Hong Kong Coliseum, commonly known as the Hung Hom Coliseum, is a multi-purpose indoor arena, in Hung Hom Bay, Kowloon, Hong Kong near Hung Hom station. It is in Yau Tsim Mong District.

It was built by the Urban Council and inaugurated on 27 April 1983. The opening of the stadium coincided with the 100th anniversary of the Urban Council. The coliseum has 12,500 seats, which is the second largest among indoor facilities in Hong Kong, only behind the 2005-opened AsiaWorld–Arena.

It is now managed by the Leisure and Cultural Service Department of the Hong Kong Government.

Facilities
The Hong Kong Coliseum consists of a big arena and a number of conference rooms.

Arena
 
The arena is rectangular with sides 41m each, with a concrete cement flooring.

During performances, the floor may be covered with different 
overmounted floorings, such as demountable wooden flooring or various rubberized roll-outs, to facilitate the set-up of sporting equipment and the playing of different sporting activities such as futsal, badminton, basketball, volleyball and ice-skating.

Moreover, the floor can hold strong pressures up to 1,800 kg/m2, which cannot even be done by industrial buildings. This facilitates the set up of stages, platforms and sound equipments during concerts and other concert-like performances that requires an elevated stage and good PA (public address) systems.

Different technical equipments and a 4-side colour television projection system are also present to project the performer's image onto a screen, so that audience sitting around the rear side of the stadium can also see clearly.

Conference Rooms
The Hong Kong Coliseum offers both open and sheltered areas for holding conventions and conferences. The demountable open stage provides the arena with an excellent forum for public assemblies as well as staging live television broadcasts of opening ceremonies.

Reception Room
The reception room acts as an assistant facility for hirers of the arena and the conference rooms to accommodate visiting VIPs. The room can hold 60 persons.

Events
Even though its formal name in Chinese roughly translates to "Sports Arena", the venue often serves as a concert venue for popular singers. In addition, some universities rent it every year for congregation. Some performances like ice-skating also choose Hong Kong Coliseum as their stages. It was also used every year from 1991 to 2010 to hold the Miss Hong Kong Pageant, except for 2008.

It also hosts a part of the FIVB Volleyball Women's Nations League (before: FIVB World Grand Prix) for volleyball every year.

EXPLORE THE MATERIAL:
1 > Answer these from the Hong Kong Coliseum text:
(a) On what date did the coliseum open?
(b) How many people does the reception room hold?
(c) How much pressure can the arena floor take?
2 > Return the stretch of the Hong Kong Coliseum text from "It is now managed" through "(public address) systems.", copied word for word.

AVAILABLE DATA:
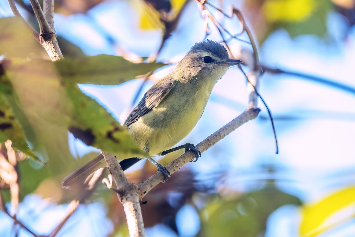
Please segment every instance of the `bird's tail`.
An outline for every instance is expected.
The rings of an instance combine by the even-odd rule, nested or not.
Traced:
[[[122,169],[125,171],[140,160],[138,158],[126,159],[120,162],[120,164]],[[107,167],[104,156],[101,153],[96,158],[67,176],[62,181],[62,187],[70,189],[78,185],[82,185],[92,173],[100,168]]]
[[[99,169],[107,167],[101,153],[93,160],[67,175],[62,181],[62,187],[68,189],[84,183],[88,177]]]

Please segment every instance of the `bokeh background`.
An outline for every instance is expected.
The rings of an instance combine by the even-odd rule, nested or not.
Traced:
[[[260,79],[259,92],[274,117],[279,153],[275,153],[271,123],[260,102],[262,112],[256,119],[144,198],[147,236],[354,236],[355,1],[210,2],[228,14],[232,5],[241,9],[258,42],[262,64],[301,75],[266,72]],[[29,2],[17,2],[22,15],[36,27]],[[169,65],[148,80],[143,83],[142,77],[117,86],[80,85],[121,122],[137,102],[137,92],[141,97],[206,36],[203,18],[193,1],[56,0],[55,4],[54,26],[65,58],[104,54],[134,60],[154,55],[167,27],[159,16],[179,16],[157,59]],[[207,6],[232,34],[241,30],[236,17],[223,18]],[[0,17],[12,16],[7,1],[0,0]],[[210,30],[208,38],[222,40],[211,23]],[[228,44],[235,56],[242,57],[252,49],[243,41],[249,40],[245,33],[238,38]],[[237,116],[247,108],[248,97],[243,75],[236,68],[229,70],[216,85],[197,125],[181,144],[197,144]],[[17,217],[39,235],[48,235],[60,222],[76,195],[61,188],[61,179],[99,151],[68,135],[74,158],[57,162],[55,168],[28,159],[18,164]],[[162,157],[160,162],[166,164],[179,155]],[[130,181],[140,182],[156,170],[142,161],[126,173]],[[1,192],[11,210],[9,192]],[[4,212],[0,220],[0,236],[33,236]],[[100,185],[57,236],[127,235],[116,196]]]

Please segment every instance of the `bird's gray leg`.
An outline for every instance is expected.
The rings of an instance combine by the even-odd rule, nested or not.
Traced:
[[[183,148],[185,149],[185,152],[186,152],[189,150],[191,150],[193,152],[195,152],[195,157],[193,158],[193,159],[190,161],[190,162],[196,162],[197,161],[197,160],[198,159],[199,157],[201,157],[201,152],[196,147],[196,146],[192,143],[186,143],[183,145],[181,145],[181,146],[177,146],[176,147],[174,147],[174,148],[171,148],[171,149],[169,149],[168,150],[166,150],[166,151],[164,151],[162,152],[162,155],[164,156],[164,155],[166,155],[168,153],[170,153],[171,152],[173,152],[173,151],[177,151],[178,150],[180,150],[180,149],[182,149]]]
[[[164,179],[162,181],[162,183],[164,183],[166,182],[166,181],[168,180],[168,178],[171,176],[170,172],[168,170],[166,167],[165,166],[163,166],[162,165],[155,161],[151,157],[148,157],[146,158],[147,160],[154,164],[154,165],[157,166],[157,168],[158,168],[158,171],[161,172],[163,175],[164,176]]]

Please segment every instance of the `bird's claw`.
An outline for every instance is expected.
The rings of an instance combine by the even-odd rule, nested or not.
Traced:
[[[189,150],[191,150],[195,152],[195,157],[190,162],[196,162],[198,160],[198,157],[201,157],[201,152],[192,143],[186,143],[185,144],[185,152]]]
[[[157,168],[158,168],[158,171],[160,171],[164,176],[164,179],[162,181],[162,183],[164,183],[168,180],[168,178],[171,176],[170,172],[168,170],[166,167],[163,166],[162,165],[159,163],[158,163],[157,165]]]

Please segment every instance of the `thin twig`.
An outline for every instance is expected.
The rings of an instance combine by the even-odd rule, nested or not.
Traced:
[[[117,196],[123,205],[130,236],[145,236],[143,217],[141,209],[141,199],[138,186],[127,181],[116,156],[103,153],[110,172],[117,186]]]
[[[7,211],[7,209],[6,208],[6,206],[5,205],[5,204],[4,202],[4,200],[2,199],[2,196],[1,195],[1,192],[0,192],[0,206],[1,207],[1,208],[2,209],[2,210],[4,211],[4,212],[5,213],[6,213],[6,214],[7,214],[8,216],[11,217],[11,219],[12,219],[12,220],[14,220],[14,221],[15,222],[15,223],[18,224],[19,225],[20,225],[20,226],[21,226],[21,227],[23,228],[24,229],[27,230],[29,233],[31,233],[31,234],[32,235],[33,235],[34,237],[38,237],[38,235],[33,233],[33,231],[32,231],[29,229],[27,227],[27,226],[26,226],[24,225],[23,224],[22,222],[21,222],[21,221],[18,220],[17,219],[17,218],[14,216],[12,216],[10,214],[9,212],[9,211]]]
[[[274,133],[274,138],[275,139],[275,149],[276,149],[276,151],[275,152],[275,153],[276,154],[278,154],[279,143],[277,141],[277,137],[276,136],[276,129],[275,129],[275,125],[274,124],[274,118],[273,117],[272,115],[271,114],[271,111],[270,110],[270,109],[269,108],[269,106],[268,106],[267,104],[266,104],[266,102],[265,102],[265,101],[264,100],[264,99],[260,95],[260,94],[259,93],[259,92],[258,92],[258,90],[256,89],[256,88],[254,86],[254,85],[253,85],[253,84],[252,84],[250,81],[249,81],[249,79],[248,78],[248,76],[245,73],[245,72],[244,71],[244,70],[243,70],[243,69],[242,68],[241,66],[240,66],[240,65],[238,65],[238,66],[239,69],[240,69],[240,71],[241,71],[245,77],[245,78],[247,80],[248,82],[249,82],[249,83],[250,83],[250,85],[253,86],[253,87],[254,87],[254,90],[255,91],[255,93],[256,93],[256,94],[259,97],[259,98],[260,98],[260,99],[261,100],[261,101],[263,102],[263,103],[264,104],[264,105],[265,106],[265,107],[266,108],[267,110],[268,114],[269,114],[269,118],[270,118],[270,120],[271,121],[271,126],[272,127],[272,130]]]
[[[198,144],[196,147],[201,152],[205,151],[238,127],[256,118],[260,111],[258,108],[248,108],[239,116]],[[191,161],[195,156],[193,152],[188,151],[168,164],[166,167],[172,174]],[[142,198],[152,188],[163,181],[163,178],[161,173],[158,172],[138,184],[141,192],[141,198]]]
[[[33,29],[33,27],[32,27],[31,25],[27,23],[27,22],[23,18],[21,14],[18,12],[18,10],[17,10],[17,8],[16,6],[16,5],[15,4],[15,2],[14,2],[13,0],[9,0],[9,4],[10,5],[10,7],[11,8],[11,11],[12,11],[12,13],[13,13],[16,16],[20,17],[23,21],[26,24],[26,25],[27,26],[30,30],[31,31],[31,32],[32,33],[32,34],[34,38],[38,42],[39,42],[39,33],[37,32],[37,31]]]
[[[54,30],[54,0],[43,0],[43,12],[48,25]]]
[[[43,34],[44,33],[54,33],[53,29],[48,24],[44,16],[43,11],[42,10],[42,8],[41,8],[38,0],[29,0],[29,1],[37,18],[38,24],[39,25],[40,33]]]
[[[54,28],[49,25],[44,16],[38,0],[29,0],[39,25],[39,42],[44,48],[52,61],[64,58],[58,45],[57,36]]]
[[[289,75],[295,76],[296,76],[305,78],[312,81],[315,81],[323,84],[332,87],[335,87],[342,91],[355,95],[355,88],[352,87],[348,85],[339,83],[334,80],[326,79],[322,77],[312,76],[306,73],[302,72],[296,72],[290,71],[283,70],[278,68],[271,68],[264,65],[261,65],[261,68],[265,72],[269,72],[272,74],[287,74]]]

WRITTEN RESPONSES:
1 >
(a) 27 April 1983
(b) 60 persons
(c) Up to 1,800 kg/m2

2 >
It is now managed by the Leisure and Cultural Service Department of the Hong Kong Government.

Facilities
The Hong Kong Coliseum consists of a big arena and a number of conference rooms.

Arena
 
The arena is rectangular with sides 41m each, with a concrete cement flooring.

During performances, the floor may be covered with different 
overmounted floorings, such as demountable wooden flooring or various rubberized roll-outs, to facilitate the set-up of sporting equipment and the playing of different sporting activities such as futsal, badminton, basketball, volleyball and ice-skating.

Moreover, the floor can hold strong pressures up to 1,800 kg/m2, which cannot even be done by industrial buildings. This facilitates the set up of stages, platforms and sound equipments during concerts and other concert-like performances that requires an elevated stage and good PA (public address) systems.